What the task asks ->
An identical transcription of the records is required.

Records provided below:

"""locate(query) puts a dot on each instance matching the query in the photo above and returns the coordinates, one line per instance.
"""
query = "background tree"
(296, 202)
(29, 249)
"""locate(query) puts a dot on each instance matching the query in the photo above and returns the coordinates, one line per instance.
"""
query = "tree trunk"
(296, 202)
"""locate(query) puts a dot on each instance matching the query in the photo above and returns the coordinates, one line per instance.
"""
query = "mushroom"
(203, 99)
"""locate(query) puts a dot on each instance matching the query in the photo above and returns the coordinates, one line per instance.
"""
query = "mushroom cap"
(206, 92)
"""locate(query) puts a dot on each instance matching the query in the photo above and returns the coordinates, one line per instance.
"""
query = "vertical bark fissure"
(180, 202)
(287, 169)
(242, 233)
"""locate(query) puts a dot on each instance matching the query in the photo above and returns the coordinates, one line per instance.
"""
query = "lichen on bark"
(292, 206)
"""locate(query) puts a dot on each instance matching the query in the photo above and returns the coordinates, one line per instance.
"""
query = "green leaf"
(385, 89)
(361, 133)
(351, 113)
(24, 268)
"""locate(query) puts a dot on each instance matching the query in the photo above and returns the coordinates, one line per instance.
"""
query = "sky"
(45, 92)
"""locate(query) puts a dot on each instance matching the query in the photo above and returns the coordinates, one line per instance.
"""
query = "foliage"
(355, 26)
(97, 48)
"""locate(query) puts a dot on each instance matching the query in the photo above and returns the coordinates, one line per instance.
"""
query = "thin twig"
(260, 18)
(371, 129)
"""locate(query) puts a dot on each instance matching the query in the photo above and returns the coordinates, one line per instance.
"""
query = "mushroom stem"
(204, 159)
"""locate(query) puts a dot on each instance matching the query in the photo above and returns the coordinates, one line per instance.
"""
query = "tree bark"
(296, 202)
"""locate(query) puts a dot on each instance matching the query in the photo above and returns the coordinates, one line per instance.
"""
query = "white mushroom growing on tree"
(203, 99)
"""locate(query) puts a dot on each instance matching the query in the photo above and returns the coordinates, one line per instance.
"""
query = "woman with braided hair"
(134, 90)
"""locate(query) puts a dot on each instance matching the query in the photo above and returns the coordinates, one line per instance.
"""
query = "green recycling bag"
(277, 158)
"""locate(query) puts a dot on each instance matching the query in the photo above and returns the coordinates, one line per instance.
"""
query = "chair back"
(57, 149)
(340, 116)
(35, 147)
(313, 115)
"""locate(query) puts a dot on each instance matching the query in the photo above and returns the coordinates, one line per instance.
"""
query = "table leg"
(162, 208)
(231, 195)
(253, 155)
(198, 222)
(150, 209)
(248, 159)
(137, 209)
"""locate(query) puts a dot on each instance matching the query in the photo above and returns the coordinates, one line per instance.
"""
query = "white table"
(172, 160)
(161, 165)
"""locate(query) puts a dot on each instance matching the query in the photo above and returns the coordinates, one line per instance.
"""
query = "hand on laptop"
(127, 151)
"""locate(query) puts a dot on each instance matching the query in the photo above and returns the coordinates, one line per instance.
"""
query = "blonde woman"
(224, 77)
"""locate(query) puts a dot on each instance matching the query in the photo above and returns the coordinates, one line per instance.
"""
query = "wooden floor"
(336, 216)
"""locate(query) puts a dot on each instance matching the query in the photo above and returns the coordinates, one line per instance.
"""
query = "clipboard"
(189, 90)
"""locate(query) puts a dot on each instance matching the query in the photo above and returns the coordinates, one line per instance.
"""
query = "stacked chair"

End of Records provided.

Solution for this problem ->
"""locate(query) puts a dot on each instance matching the query in the photo above and returns the coordinates, one line per instance.
"""
query = "background tree"
(296, 202)
(29, 249)
"""locate(query) puts a dot on each instance matching the query in the photo above and returns the coordinates, one line per instance.
"""
query = "tree trunk"
(296, 202)
"""locate(query) puts a dot on each instance matching the query in the photo above and returns the coordinates, one line per instance.
"""
query = "mushroom"
(203, 99)
"""locate(query) puts a dot on each instance matching the query in the photo above and returns the coordinates, one line per instance.
"""
query = "mushroom cap"
(206, 92)
"""locate(query) puts a dot on each instance matching the query in the photo above and returns the coordinates, one line per instance.
"""
query = "vertical bark fissure"
(180, 202)
(287, 169)
(242, 233)
"""locate(query) puts a dot on each instance matching the query in the photo above and returns the coordinates, one line per instance.
"""
query = "lichen on bark"
(292, 206)
"""locate(query) puts a dot on each instance matching the query in the photo above and returns the coordinates, one line per instance.
"""
query = "green leaf"
(385, 89)
(361, 133)
(351, 113)
(24, 268)
"""locate(query) puts a dot on each instance matching the query in the photo above and returns the coordinates, one line per instance.
"""
query = "sky"
(45, 92)
"""locate(query) puts a dot on each instance matching the query in the photo above and returns the coordinates, one line per instance.
"""
query = "foliage"
(355, 26)
(97, 48)
"""locate(query) puts a dot on each instance matching the query in the photo above and returns the coordinates, one line per instance.
"""
query = "thin twig"
(260, 18)
(371, 129)
"""locate(query) puts a dot on each instance matching the query in the photo above and returns the coordinates, one line per instance.
"""
query = "mushroom stem"
(204, 159)
"""locate(query) puts a dot on each instance matching the query in the photo above and returns the coordinates, one line per instance.
"""
query = "tree bark"
(296, 202)
"""locate(query) puts a dot on each instance matching the query in the photo above and returns the coordinates, one line per instance.
"""
query = "white mushroom growing on tree"
(203, 99)
"""locate(query) puts a dot on each instance matching the query in the photo above and returns the coordinates, one line per instance.
"""
query = "woman with braided hair"
(134, 90)
"""locate(query) puts a dot on each instance matching the query in the photo above and returns the coordinates, one line per instance.
"""
query = "green recycling bag"
(277, 158)
"""locate(query) puts a dot on each instance matching the query in the photo above and returns the coordinates, one line per instance.
"""
query = "chair back"
(57, 149)
(340, 116)
(35, 147)
(313, 115)
"""locate(query) puts a dot on each instance matching the query in the photo above and returns the coordinates, one line per instance.
"""
query = "table leg"
(162, 208)
(231, 195)
(253, 155)
(198, 222)
(150, 209)
(248, 159)
(137, 209)
"""locate(query) puts a dot on each instance matching the query in the photo above and returns the coordinates, one line per instance.
"""
query = "white table"
(172, 160)
(161, 165)
"""locate(query) puts a dot on each instance matching the query in the photo above and returns the coordinates, one line per instance.
"""
query = "hand on laptop"
(127, 151)
"""locate(query) puts a dot on each instance matching the query in the photo above and returns the coordinates, one line per instance.
"""
query = "blonde woman"
(224, 77)
"""locate(query) puts a dot on each instance matching the query in the photo above and returns the coordinates, one line per instance.
"""
query = "wooden floor"
(336, 216)
"""locate(query) puts a dot on each instance matching the query in the photo above and returns the coordinates, one line per instance.
"""
query = "clipboard"
(189, 90)
"""locate(query) puts a dot on each instance matching the query in the photo above and returns the coordinates, one line per instance.
"""
query = "stacked chair"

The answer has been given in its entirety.